* WORK ORDER: Find every line below where the string "patio" shows up, and copy those lines.

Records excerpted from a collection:
※

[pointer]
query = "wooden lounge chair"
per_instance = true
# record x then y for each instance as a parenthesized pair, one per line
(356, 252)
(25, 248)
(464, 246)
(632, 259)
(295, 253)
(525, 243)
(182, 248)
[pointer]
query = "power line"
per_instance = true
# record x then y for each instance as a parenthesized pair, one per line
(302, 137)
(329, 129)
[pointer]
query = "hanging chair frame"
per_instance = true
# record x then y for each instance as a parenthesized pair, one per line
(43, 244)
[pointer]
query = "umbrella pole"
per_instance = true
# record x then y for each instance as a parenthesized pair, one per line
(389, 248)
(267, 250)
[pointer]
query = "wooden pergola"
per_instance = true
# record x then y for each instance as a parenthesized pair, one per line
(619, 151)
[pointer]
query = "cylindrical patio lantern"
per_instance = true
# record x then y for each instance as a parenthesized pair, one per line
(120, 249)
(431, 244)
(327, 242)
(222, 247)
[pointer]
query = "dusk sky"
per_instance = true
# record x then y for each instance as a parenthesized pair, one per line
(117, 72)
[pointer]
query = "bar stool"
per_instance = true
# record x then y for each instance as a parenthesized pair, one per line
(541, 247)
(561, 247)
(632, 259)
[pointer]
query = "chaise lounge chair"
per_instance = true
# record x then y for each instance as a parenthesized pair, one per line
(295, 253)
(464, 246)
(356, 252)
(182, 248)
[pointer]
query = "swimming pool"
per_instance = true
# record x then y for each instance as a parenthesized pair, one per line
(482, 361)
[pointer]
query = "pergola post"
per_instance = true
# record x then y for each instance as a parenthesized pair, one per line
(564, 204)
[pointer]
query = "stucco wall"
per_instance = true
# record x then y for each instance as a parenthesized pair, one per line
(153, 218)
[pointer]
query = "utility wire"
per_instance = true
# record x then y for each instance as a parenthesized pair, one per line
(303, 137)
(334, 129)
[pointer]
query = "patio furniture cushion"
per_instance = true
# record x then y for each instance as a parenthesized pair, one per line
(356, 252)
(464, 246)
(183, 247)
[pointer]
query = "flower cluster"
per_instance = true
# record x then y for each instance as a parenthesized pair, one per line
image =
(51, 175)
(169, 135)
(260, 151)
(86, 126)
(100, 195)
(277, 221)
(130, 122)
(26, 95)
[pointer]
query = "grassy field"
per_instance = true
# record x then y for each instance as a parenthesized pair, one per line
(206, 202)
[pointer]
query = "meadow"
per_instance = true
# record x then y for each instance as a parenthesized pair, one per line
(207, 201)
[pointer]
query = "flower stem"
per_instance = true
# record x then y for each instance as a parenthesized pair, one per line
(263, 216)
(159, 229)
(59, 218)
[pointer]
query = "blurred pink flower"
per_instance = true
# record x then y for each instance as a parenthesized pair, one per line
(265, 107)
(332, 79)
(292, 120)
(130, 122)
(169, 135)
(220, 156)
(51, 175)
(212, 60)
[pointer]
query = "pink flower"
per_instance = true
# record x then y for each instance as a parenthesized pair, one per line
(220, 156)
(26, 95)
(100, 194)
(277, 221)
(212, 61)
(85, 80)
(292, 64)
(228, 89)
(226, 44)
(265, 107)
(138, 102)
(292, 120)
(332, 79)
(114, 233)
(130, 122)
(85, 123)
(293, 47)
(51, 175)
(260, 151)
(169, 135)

※

* RESPONSE BOX:
query = "cylindrical patio lantern"
query = "patio furniture cushion"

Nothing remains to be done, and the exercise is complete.